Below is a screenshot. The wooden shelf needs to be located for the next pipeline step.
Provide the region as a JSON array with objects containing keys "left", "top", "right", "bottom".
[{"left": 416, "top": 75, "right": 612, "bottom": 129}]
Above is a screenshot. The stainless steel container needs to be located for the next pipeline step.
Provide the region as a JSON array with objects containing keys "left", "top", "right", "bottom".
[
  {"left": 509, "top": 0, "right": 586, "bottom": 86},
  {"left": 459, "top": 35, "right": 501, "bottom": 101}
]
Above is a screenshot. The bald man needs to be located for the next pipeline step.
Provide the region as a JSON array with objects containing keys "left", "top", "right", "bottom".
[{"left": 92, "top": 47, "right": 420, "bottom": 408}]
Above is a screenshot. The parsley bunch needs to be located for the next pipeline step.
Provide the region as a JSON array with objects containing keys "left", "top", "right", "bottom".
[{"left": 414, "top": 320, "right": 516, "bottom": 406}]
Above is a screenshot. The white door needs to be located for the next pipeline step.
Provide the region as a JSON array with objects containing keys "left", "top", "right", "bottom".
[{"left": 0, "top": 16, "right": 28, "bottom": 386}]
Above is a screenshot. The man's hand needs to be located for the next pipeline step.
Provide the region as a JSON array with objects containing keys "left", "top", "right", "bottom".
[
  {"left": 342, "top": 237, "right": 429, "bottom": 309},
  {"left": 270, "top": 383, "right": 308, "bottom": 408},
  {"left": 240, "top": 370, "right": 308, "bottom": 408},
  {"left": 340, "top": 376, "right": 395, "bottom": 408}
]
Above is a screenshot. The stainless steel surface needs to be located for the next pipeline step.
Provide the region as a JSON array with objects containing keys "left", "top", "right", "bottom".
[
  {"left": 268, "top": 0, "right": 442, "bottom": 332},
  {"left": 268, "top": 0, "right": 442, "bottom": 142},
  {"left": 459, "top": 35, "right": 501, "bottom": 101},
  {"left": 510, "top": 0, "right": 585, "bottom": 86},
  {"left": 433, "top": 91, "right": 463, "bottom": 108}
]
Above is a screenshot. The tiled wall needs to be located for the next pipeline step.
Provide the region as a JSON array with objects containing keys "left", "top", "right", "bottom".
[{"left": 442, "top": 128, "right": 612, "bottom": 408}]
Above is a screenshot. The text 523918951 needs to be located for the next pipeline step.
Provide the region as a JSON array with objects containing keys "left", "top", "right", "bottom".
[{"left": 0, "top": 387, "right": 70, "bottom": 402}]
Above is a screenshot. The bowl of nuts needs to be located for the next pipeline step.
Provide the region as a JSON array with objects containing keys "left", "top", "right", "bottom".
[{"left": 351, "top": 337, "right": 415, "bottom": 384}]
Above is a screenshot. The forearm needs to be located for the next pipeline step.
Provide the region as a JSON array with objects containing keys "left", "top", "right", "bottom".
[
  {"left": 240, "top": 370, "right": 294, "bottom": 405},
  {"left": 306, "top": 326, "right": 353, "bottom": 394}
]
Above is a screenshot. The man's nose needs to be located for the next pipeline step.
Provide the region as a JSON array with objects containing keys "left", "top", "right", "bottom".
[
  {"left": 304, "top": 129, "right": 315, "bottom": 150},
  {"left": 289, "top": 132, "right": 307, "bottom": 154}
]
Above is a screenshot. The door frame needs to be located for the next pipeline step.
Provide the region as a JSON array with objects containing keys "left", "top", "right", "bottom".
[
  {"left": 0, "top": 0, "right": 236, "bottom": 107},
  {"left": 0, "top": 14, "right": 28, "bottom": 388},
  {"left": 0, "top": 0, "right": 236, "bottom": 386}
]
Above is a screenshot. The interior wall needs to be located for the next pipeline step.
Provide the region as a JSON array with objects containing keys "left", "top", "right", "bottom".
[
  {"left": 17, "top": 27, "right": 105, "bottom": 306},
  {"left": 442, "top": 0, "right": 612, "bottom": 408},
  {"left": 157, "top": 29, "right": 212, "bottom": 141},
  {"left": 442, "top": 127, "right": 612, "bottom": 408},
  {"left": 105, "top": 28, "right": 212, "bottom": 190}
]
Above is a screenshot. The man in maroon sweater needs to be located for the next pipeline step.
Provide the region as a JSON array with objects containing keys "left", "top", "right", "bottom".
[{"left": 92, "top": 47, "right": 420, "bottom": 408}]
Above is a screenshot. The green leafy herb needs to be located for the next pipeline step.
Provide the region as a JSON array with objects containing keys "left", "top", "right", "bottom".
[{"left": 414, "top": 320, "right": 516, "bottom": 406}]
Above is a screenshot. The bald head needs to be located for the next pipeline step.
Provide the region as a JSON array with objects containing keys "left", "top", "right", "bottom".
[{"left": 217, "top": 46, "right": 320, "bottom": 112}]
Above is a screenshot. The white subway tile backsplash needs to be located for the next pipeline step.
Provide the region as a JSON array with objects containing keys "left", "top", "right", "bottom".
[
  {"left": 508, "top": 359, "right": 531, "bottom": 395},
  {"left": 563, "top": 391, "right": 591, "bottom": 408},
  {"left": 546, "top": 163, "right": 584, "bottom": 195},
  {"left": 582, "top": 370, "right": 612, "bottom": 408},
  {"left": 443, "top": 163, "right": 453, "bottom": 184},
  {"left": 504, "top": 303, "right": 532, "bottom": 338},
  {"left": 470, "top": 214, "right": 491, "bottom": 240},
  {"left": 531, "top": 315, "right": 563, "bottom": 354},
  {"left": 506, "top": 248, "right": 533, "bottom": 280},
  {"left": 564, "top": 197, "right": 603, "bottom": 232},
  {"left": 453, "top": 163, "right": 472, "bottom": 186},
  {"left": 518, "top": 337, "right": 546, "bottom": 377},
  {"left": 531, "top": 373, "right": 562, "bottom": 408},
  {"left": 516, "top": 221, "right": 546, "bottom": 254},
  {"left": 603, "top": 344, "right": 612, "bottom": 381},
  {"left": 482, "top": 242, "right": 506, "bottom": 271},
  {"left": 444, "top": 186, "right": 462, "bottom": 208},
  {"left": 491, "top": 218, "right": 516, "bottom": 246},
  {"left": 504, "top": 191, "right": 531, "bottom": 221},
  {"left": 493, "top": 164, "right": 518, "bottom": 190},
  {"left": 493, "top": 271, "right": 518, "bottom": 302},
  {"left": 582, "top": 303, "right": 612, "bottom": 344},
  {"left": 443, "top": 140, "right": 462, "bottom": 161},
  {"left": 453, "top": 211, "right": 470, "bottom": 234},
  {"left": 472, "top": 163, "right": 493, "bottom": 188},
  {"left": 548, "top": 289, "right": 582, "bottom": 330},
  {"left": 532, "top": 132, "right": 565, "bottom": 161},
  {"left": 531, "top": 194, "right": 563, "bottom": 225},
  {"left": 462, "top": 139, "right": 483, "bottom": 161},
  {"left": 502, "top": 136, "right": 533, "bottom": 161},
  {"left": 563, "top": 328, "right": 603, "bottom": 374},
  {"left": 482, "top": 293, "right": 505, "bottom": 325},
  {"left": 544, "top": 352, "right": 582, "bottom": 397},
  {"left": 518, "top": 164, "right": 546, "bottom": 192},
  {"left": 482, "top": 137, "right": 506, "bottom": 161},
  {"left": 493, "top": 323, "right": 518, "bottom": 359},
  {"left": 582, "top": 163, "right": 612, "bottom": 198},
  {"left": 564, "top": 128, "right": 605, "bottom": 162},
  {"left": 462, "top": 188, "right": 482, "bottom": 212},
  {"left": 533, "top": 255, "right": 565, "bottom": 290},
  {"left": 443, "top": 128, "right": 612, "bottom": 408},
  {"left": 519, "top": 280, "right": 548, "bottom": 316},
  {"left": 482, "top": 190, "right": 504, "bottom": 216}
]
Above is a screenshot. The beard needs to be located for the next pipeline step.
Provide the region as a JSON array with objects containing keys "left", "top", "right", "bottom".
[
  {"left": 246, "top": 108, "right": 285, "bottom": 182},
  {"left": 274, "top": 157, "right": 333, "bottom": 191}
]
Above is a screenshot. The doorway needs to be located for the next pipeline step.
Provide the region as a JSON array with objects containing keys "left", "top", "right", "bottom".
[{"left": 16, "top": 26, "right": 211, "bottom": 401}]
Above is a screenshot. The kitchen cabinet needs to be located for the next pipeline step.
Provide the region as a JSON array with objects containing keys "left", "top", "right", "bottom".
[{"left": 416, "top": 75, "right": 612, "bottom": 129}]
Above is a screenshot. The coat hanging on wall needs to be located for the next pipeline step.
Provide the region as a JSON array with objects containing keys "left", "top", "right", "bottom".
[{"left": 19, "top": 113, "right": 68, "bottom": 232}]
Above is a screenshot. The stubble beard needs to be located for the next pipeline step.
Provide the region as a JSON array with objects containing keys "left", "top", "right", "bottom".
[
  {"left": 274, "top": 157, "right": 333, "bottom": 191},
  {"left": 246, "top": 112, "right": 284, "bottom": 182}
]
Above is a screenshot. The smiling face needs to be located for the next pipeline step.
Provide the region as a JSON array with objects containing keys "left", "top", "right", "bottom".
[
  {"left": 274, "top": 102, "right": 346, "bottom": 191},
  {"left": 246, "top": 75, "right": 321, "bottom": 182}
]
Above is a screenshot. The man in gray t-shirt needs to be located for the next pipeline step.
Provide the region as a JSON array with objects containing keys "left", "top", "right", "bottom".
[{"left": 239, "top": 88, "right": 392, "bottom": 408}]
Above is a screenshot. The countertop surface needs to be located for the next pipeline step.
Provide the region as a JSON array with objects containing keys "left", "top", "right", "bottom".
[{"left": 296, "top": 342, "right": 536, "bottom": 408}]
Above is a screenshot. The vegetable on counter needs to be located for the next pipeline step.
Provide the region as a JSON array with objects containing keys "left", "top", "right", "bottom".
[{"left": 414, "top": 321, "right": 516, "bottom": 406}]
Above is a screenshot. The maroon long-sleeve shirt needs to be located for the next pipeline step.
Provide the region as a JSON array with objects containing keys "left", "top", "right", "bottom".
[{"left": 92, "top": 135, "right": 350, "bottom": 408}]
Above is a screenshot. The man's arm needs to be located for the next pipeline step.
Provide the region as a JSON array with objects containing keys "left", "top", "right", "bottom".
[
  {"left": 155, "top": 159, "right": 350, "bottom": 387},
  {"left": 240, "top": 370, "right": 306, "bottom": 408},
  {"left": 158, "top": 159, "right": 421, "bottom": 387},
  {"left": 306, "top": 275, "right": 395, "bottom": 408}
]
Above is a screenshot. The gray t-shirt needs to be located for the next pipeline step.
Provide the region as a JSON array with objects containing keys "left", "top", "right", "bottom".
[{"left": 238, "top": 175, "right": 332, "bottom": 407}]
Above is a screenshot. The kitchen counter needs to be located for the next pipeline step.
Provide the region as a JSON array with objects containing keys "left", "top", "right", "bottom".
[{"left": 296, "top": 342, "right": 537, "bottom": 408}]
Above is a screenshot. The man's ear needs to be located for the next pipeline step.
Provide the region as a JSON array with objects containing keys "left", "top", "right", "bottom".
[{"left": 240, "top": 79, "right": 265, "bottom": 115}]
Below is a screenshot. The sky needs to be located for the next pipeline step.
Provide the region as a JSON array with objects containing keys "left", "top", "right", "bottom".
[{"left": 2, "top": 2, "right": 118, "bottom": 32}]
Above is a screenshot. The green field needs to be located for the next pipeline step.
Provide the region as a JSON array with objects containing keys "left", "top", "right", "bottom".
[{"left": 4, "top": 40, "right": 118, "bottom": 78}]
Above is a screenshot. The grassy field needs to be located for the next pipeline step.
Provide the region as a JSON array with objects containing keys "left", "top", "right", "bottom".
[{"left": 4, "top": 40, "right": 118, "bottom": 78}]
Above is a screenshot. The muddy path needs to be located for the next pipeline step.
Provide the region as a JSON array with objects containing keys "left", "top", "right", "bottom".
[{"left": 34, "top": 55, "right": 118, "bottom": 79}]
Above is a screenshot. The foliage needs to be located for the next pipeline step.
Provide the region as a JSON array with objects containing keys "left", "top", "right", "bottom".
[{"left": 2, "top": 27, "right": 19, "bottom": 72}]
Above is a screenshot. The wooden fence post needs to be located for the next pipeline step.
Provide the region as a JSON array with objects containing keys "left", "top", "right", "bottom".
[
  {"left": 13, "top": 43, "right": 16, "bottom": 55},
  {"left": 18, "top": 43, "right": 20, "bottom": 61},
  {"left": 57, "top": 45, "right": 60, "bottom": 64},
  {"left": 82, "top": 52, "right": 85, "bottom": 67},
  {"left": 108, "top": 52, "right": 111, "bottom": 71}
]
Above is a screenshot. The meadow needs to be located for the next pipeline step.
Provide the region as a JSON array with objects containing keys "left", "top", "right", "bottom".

================

**Given request**
Gather every line of the entries above that contains the word "wall", and copy each such line in full.

**Solution to the exercise**
Above is a screenshot. The tiled wall needs to be located for the next pipeline step.
Above is a screenshot. The interior wall needs to be located for the next pipeline step.
Above is a screenshot. The coat hanging on wall needs to be located for the next pipeline step.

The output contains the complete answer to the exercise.